Format every line of the data below as a Markdown table with the columns "No." and "Line", numbering the rows in sequence and omitting blank lines. Exclude the pictures from the table.

======== PROVIDED INFORMATION ========

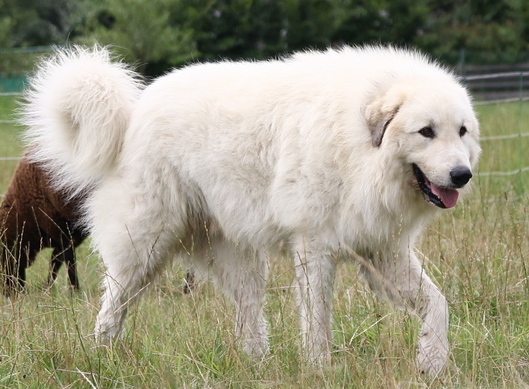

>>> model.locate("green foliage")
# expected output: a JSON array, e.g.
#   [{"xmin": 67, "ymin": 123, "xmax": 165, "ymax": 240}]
[
  {"xmin": 0, "ymin": 0, "xmax": 529, "ymax": 76},
  {"xmin": 77, "ymin": 0, "xmax": 196, "ymax": 71}
]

========

REPLY TO THE EXERCISE ▸
| No. | Line |
|---|---|
| 1 | >>> model.locate("green foliage") |
| 2 | # expected output: a JSON array, e.g. |
| 3 | #   [{"xmin": 67, "ymin": 123, "xmax": 165, "ymax": 240}] |
| 4 | [ |
| 5 |   {"xmin": 0, "ymin": 0, "xmax": 529, "ymax": 76}, |
| 6 |   {"xmin": 77, "ymin": 0, "xmax": 196, "ymax": 71} |
| 7 | ] |